== Przytoczony fragment ==

Firmy, które zajmują się podnoszeniem mocy silników w ciągnikach rolniczych, przekonują, że mogą zwiększyć moc, a jednocześnie sprawią, że ciągnik będzie oszczędniejszy w zużyciu paliwa - nawet o 8-10 proc. Trzeba przyznać, że to kusząca propozycja, zwłaszcza że koszt takiej modyfikacji relatywnie nie jest wysoki - waha się od 1 500 do 4 000 zł (w zależności od modelu ciągnika i sposobu tuningu). W dużych gospodarstwach mniejsze o 8 proc. zużycie paliwa już po jednym sezonie pozwoli zaoszczędzić kwotę przekraczającą koszt wykonania modyfikacji. Nasuwa się tylko pytanie, czy to wszystko nie jest po prostu dobrym marketingiem nowej, dochodowej usługi i co z trwałością bardziej wysilonego silnika?
Tak naprawdę zwiększenie mocy silnika za pomocą modyfikacji oprogramowania sterownika ECU polega przede wszystkim na podniesieniu dawki paliwa. Silnik zyskuje większą moc, ale jednostkowe zużycie paliwa rośnie. Jak to się ma do obietnicy zmniejszenia zużycia paliwa? To proste. Mocniejszy silnik pozwala wykonać tę samą pracę przy użyciu wyższego biegu i jednocześnie przy użyciu niższych, bardziej ekonomicznych obrotów. Ewentualnie można przy tych samych obrotach pracować z wyższą prędkością. Ta sama ilość paliwa pozwala więc wykonać więcej pracy - mówiąc wprost, na przykład zaorać większą powierzchnię.

== Zestawienie ==
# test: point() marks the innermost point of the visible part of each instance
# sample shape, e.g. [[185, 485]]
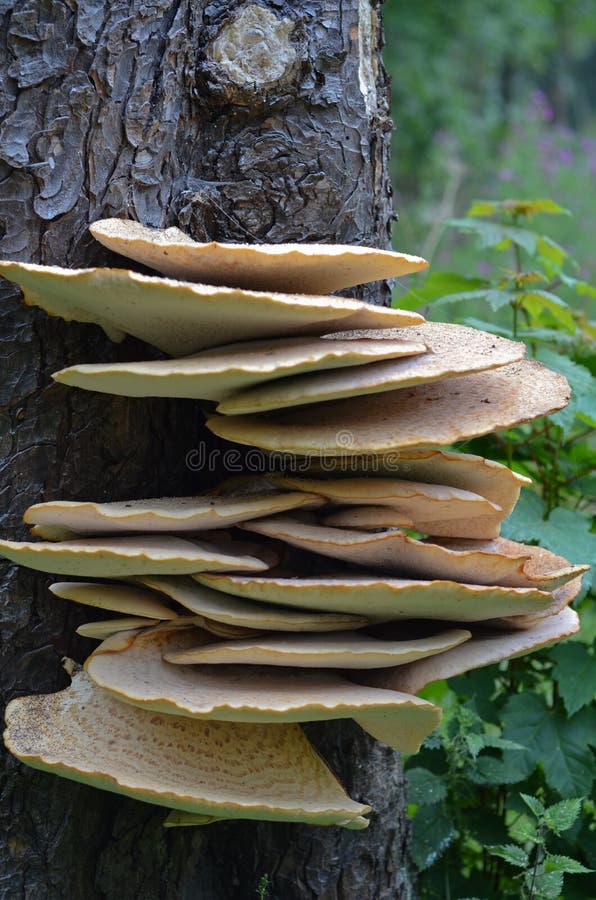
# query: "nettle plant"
[[495, 793]]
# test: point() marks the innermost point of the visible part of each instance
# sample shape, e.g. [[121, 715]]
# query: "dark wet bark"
[[117, 107]]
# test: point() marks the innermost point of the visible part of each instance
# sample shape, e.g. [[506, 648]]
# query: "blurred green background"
[[491, 100]]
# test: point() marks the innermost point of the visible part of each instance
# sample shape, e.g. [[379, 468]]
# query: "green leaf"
[[551, 251], [575, 673], [583, 288], [583, 385], [566, 532], [511, 853], [491, 770], [547, 885], [424, 787], [475, 743], [534, 804], [432, 833], [517, 208], [494, 297], [492, 234], [561, 816], [560, 745], [556, 863], [437, 285]]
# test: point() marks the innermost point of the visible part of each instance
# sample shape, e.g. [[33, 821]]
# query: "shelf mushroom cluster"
[[337, 587]]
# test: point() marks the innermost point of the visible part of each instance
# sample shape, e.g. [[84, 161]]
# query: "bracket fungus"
[[220, 373], [193, 699]]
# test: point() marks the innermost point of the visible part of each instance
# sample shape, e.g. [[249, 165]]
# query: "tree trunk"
[[238, 121]]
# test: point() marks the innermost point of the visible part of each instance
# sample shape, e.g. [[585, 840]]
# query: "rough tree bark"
[[239, 121]]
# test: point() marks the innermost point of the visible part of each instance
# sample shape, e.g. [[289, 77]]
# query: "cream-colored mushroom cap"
[[439, 413], [417, 505], [339, 650], [171, 514], [385, 598], [181, 318], [453, 350], [124, 556], [132, 669], [216, 374], [486, 648], [318, 268], [122, 598], [105, 628], [490, 479], [499, 562], [242, 770], [234, 611]]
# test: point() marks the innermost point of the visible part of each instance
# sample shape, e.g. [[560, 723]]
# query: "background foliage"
[[498, 101]]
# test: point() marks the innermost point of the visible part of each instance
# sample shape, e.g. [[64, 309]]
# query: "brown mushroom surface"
[[453, 350], [498, 562], [439, 413], [485, 648], [169, 514], [320, 268], [132, 669], [385, 598], [216, 374], [242, 770], [234, 611], [181, 318]]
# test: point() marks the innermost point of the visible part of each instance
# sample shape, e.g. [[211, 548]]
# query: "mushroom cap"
[[366, 518], [490, 479], [219, 607], [121, 598], [171, 514], [485, 648], [215, 374], [385, 598], [230, 769], [498, 562], [131, 667], [561, 597], [413, 500], [124, 556], [297, 267], [181, 318], [453, 350], [105, 628], [439, 413], [339, 650]]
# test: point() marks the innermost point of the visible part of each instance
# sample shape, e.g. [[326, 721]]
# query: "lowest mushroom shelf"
[[332, 608]]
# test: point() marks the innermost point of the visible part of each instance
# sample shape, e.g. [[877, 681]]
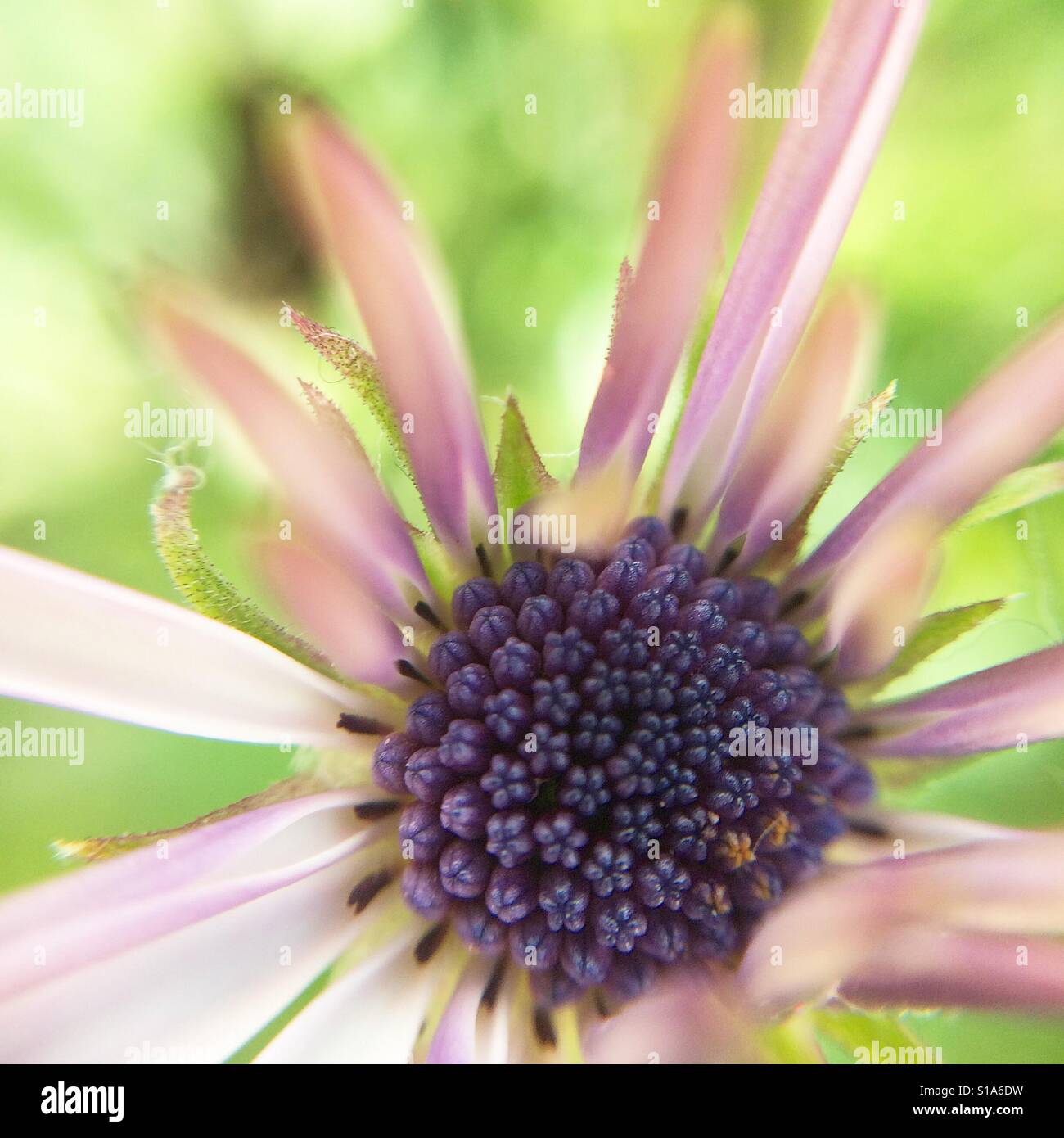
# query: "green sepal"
[[1017, 490], [519, 472], [932, 634], [362, 373]]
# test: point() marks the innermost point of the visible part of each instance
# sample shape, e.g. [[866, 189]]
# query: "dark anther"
[[868, 828], [544, 1027], [426, 612], [856, 731], [483, 560], [408, 671], [729, 554], [426, 948], [361, 724], [495, 982], [367, 889], [370, 811], [795, 603]]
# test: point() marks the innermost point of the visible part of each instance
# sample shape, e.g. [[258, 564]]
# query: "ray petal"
[[363, 227], [332, 485], [1003, 422], [805, 206], [681, 251], [79, 642]]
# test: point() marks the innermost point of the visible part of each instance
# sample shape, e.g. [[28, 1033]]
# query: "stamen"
[[623, 765], [868, 828], [544, 1027], [361, 724], [408, 671], [426, 612], [495, 982], [370, 811], [426, 948], [483, 560], [369, 887]]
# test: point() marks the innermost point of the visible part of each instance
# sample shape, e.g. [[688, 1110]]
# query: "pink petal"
[[773, 481], [454, 1041], [930, 969], [877, 597], [363, 228], [805, 206], [196, 995], [693, 1016], [356, 636], [79, 642], [681, 251], [371, 1014], [1004, 421], [1005, 706], [330, 484], [831, 928], [78, 937]]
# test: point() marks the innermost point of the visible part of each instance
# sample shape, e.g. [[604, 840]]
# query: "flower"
[[574, 809]]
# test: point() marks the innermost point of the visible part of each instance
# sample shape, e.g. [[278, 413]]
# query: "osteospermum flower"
[[610, 802]]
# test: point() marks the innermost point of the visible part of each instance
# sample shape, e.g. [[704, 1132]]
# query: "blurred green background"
[[527, 210]]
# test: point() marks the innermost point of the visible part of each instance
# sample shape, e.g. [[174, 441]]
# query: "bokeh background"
[[183, 102]]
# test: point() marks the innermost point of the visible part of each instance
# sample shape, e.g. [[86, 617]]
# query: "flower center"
[[627, 761]]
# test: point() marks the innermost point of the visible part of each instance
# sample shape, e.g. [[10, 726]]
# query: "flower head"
[[603, 767]]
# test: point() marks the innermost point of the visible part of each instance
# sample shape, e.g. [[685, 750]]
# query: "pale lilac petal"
[[828, 930], [774, 481], [196, 995], [1004, 421], [164, 867], [330, 484], [371, 1014], [43, 954], [338, 616], [363, 228], [1011, 705], [79, 642], [692, 1016], [805, 206], [454, 1041], [929, 969], [877, 597], [681, 251], [875, 833]]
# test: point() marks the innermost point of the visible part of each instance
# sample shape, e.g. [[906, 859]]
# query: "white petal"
[[371, 1014], [196, 995], [79, 642]]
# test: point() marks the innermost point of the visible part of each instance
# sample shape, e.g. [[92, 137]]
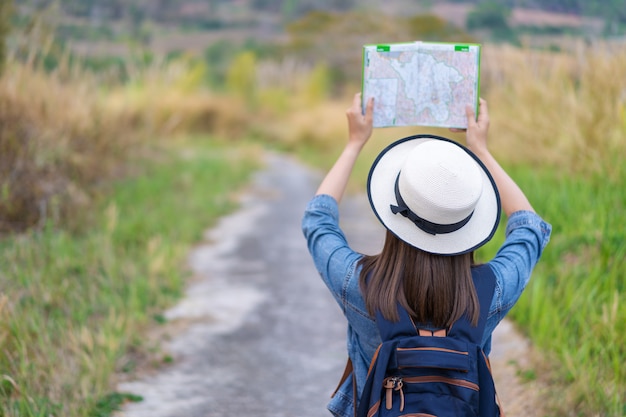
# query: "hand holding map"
[[421, 83]]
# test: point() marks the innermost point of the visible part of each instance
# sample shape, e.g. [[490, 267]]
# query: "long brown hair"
[[434, 289]]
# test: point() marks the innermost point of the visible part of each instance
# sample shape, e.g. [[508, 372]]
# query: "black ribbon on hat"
[[423, 224]]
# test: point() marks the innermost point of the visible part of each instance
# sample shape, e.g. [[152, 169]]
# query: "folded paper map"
[[421, 83]]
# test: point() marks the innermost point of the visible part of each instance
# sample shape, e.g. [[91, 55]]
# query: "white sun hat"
[[434, 194]]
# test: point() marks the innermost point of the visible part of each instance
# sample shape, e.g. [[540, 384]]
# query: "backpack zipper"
[[396, 383], [452, 381], [391, 384]]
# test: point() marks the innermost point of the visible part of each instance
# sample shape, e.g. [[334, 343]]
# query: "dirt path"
[[257, 332]]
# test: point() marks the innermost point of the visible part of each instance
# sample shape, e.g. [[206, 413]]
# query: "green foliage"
[[493, 17], [338, 38], [319, 85], [112, 402], [241, 76], [575, 305], [74, 303], [6, 13]]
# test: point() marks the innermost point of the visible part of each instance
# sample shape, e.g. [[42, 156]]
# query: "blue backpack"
[[422, 373]]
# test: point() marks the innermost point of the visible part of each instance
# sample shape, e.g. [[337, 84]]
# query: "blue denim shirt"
[[526, 236]]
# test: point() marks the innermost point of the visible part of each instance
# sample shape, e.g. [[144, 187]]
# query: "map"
[[421, 83]]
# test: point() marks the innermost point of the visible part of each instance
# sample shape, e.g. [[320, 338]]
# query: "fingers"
[[369, 109], [483, 111]]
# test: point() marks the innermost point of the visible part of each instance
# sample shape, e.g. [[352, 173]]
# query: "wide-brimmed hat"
[[434, 194]]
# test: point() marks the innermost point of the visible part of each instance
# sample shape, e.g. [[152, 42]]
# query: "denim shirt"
[[526, 237]]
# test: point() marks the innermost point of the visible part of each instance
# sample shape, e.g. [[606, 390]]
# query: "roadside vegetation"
[[108, 177]]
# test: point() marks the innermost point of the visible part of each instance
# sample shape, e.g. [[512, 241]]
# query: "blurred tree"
[[433, 28], [338, 38], [241, 76], [6, 10], [492, 16]]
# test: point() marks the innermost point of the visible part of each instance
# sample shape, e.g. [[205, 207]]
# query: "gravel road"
[[257, 333]]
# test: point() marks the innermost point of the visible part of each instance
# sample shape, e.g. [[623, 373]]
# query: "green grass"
[[71, 305], [574, 309]]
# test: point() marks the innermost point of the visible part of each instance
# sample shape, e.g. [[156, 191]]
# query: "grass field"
[[74, 301], [72, 305]]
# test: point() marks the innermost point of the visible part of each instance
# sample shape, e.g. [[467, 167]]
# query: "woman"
[[439, 201]]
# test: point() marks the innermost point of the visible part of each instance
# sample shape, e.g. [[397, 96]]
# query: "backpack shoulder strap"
[[485, 284]]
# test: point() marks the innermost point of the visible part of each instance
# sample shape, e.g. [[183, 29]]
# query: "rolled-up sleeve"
[[527, 235], [333, 258]]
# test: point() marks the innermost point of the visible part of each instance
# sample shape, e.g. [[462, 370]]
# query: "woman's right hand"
[[477, 128], [360, 126]]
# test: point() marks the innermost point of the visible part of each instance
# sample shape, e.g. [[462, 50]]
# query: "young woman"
[[439, 201]]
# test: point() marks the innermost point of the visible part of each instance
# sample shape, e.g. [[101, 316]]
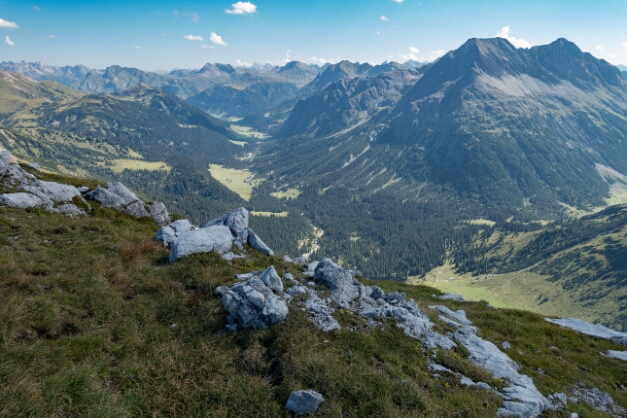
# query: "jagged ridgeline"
[[99, 319]]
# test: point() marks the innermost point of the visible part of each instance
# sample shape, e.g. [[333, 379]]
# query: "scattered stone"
[[256, 242], [236, 220], [272, 279], [601, 401], [304, 402], [170, 232], [586, 328], [20, 200], [619, 355], [159, 214], [558, 401], [70, 209], [232, 256], [251, 304], [452, 296], [521, 398], [5, 158], [216, 238]]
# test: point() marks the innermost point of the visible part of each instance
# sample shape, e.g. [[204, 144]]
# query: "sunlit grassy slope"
[[95, 322]]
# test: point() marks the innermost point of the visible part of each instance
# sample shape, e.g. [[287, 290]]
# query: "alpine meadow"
[[392, 212]]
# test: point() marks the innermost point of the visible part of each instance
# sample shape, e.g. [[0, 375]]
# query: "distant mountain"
[[513, 131], [217, 88], [414, 64], [272, 119], [348, 102]]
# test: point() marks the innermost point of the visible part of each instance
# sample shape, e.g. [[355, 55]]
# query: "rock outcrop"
[[218, 235], [5, 158], [253, 304], [598, 331], [119, 197], [304, 402]]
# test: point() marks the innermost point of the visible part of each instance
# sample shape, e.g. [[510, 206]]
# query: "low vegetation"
[[95, 322]]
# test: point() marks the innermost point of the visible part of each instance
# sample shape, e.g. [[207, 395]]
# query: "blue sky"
[[164, 34]]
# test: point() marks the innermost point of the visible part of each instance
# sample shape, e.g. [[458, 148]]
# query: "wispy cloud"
[[518, 43], [241, 8], [412, 55], [5, 24], [319, 60], [217, 39], [434, 55]]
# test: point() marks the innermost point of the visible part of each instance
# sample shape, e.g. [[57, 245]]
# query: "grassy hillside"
[[96, 323], [577, 267]]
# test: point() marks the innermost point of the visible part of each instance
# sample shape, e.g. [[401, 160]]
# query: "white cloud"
[[413, 51], [8, 25], [434, 55], [217, 39], [241, 8], [518, 43], [319, 60]]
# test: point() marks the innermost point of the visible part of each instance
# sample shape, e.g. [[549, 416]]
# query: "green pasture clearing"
[[292, 193], [268, 214], [233, 179], [126, 164]]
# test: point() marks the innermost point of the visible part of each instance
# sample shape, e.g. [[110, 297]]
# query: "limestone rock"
[[20, 200], [252, 304], [304, 402], [170, 232], [343, 286], [236, 220], [619, 355], [256, 242], [159, 213], [5, 157], [598, 331], [601, 401], [272, 279], [70, 209], [216, 238], [521, 397]]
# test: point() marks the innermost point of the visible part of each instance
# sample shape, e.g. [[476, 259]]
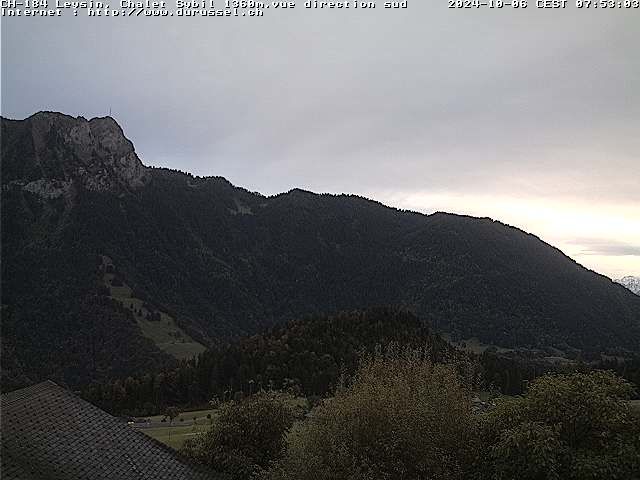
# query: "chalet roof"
[[48, 433]]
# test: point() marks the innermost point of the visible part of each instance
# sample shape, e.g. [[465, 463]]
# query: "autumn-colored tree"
[[246, 436], [402, 416]]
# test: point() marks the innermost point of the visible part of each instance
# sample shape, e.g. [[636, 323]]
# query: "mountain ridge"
[[224, 261]]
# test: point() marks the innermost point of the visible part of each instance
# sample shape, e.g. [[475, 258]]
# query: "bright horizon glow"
[[604, 238]]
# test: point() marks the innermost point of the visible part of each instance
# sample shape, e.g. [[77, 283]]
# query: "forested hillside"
[[222, 261]]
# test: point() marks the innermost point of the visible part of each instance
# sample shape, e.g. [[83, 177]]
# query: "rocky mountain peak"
[[61, 150]]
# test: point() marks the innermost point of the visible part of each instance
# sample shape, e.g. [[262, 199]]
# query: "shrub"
[[246, 436], [401, 417]]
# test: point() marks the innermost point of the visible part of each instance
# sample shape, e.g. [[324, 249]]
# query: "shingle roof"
[[50, 434]]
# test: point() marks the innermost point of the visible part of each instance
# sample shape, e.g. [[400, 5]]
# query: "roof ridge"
[[30, 391]]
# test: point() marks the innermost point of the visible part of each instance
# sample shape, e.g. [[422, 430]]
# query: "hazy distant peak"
[[631, 282]]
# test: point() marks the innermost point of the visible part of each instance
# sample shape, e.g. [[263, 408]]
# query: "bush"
[[246, 436], [576, 426], [402, 417]]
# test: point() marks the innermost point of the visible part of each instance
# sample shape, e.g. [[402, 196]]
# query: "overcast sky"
[[528, 116]]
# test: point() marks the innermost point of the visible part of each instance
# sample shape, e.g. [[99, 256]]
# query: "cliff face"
[[223, 261], [58, 150]]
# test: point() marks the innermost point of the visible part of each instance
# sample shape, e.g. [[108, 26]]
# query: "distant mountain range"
[[110, 267], [632, 283]]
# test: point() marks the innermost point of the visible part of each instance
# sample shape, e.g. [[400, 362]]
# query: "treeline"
[[404, 417], [305, 357]]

== Polecenia ==
**A.** W tekście o tuningu ciągników zamień "paliwa" na "oleju napędowego" i przepisz fragment zawarty między słowami "Tak naprawdę zwiększenie" a "zaorać większą powierzchnię.", łącznie z nimi.
**B.** Ile według tekstu o tuningu ciągników kosztuje modyfikacja zwiększająca moc silnika?
**C.** Napisz dalszy ciąg tekstu o tuningu ciągników, zaczynając od miejsca, w którym się kończy.

== Odpowiedzi do poleceń ==
**A.**
Tak naprawdę zwiększenie mocy silnika za pomocą modyfikacji oprogramowania sterownika ECU polega przede wszystkim na podniesieniu dawki oleju napędowego. Silnik zyskuje większą moc, ale jednostkowe zużycie oleju napędowego rośnie. Jak to się ma do obietnicy zmniejszenia zużycia oleju napędowego? To proste. Mocniejszy silnik pozwala wykonać tę samą pracę przy użyciu wyższego biegu i jednocześnie przy użyciu niższych, bardziej ekonomicznych obrotów. Ewentualnie można przy tych samych obrotach pracować z wyższą prędkością. Ta sama ilość oleju napędowego pozwala więc wykonać więcej pracy - mówiąc wprost, na przykład zaorać większą powierzchnię.

**B.** Od 1 500 do 4 000 zł, w zależności od modelu ciągnika i sposobu tuningu.

**C.**
NIŻSZE OBROTY, LEPSZA EKONOMIA
Większa moc wcale nie musi oznaczać zauważalnego obniżenia trwałości jednostki napędowej. W silniku przed tuningiem przy 1 800 obr./min. nacisk na panewki jest zbliżony do obciążenia jak w "podkręconym" motorze pracującym na obrotach 1 600. Jednak w drugim przypadku silnik wykona mniejszą liczbę suwów w jednostce czasu, a tym samym jego elementy ruchome ulegną mniejszemu zużyciu. Oczywiście podczas pełnego obciążenia siły w układzie korbowo-tłokowym, a także temperatury w cylindrach mogą być większe w silniku o większej mocy. Jednak większość współczesnych jednostek napędowych stosowanych w ciągnikach ma duży zapas obciążenia. Zresztą większość z nich wyposażona jest w fabryczne systemy pozwalające na chwilowe zwiększenie mocy. Trzeba po prostu wiedzieć, o ile można bezpiecznie podnieć parametry silników, żeby nie przekroczyć marginesu bezpieczeństwa.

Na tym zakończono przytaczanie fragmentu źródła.